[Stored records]
*** Begin section ***
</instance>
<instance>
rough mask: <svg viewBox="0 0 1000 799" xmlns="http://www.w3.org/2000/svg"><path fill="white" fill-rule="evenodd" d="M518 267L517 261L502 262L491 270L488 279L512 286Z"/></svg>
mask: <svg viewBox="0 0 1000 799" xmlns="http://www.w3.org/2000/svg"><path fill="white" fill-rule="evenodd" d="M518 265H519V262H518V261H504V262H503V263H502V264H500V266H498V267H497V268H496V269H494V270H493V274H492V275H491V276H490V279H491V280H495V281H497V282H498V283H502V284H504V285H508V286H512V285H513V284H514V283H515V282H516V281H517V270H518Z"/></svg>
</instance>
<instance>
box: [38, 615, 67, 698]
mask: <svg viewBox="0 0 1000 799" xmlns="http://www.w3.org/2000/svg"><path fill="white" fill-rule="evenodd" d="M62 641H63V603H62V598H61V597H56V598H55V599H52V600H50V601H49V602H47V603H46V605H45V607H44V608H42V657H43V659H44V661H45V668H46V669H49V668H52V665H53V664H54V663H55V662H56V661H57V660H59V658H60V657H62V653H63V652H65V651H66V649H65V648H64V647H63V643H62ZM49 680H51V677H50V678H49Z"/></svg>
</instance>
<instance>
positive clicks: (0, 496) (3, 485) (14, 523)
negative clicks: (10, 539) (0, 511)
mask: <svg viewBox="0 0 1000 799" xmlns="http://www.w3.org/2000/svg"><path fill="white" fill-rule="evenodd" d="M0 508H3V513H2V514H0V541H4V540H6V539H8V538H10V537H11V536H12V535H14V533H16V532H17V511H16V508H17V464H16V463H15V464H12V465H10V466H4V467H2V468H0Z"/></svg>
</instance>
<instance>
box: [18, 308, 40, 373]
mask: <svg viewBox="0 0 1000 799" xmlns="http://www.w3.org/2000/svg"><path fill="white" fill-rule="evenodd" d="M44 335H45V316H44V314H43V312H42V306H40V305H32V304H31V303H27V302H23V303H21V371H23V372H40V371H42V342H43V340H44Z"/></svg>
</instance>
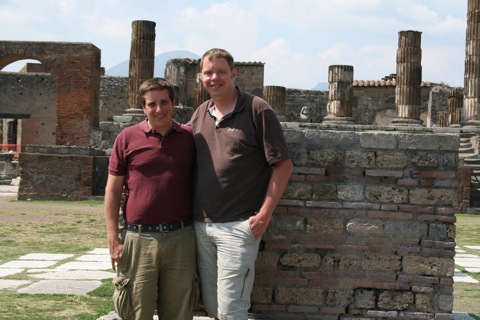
*** End section ***
#### Problem description
No pictures should appear in the copy, and each record above is to be returned exactly.

#### Exercise answer
</instance>
<instance>
rough mask: <svg viewBox="0 0 1000 799" xmlns="http://www.w3.org/2000/svg"><path fill="white" fill-rule="evenodd" d="M518 267L517 261L502 262L491 270L488 279L512 286Z"/></svg>
mask: <svg viewBox="0 0 1000 799" xmlns="http://www.w3.org/2000/svg"><path fill="white" fill-rule="evenodd" d="M518 265H519V262H518V261H504V262H503V263H502V264H500V266H498V267H497V268H496V269H494V270H493V274H492V275H491V276H490V279H491V280H495V281H497V282H498V283H502V284H504V285H508V286H512V285H513V284H514V283H515V282H516V281H517V270H518Z"/></svg>
</instance>
<instance>
box: [38, 615, 67, 698]
mask: <svg viewBox="0 0 1000 799" xmlns="http://www.w3.org/2000/svg"><path fill="white" fill-rule="evenodd" d="M62 641H63V603H62V598H61V597H56V598H55V599H52V600H50V601H49V602H47V603H46V605H45V607H44V608H42V657H43V659H44V661H45V668H46V669H49V668H52V665H53V664H54V663H55V662H56V661H57V660H59V658H60V657H62V653H63V652H65V651H66V649H65V648H64V647H63V643H62ZM49 680H51V677H50V678H49Z"/></svg>
</instance>
<instance>
positive clicks: (0, 496) (3, 485) (14, 523)
negative clicks: (10, 539) (0, 511)
mask: <svg viewBox="0 0 1000 799" xmlns="http://www.w3.org/2000/svg"><path fill="white" fill-rule="evenodd" d="M0 508H3V513H2V514H0V541H4V540H6V539H8V538H10V537H11V536H12V535H14V533H16V532H17V511H16V508H17V464H16V463H15V464H12V465H10V466H4V467H2V468H0Z"/></svg>
</instance>
<instance>
box: [18, 308, 40, 373]
mask: <svg viewBox="0 0 1000 799" xmlns="http://www.w3.org/2000/svg"><path fill="white" fill-rule="evenodd" d="M44 335H45V316H44V314H43V312H42V306H40V305H32V304H31V303H27V302H23V303H21V371H23V372H40V371H42V342H43V340H44Z"/></svg>
</instance>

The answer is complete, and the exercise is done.